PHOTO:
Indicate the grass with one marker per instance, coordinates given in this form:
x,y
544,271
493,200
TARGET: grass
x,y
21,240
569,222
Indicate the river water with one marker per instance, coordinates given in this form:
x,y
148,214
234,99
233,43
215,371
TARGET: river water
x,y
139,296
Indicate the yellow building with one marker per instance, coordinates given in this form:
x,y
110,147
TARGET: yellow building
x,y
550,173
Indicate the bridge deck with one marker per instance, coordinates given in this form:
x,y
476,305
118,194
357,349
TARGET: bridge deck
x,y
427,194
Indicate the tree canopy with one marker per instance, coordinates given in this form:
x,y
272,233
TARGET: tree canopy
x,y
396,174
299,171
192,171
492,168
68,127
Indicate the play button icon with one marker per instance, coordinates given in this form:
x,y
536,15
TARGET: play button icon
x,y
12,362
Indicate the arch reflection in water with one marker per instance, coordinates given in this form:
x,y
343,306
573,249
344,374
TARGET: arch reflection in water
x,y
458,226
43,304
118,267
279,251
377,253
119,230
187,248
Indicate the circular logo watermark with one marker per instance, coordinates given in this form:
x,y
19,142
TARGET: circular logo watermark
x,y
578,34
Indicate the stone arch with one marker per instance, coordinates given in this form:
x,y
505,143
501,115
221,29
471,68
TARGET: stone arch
----------------------------------------
→ Try it
Every record shown above should be written out again exactly.

→ Result
PHOTO:
Indicate the grass with one marker per instance, coordinates given in this form:
x,y
544,271
493,200
TARGET: grass
x,y
21,240
569,222
Indicate the river water with one marker per instance, coordinates given in this form:
x,y
148,214
234,99
233,43
215,371
TARGET: river water
x,y
139,296
Indicate the yellow building with one marker per instance, coordinates given in this form:
x,y
110,147
TARGET: yellow building
x,y
550,173
Indicate the bridge deck with one marker per instance, coordinates given in this form:
x,y
476,305
118,194
357,349
TARGET: bridge deck
x,y
427,194
Indicate the tree canopy with one marker per instance, coordinates given in this form:
x,y
272,233
TARGET: tree canopy
x,y
396,174
299,171
192,171
492,168
68,127
Indicate the play button icon with one marker per instance, coordinates given in this form:
x,y
536,15
TARGET: play button icon
x,y
12,362
Indicate the arch reflection in water with one marker per instance, coordinates given in this form:
x,y
343,306
573,249
344,374
TARGET: arch reflection in water
x,y
458,226
43,304
118,267
279,251
377,253
119,230
187,248
Indicate the circular logo watermark with one marker per instance, coordinates given in this form:
x,y
19,142
TARGET: circular logo watermark
x,y
578,34
Indicate the stone arch with one marker per instance, coordinates given in this form:
x,y
505,143
501,115
221,29
471,68
TARGET: stone arch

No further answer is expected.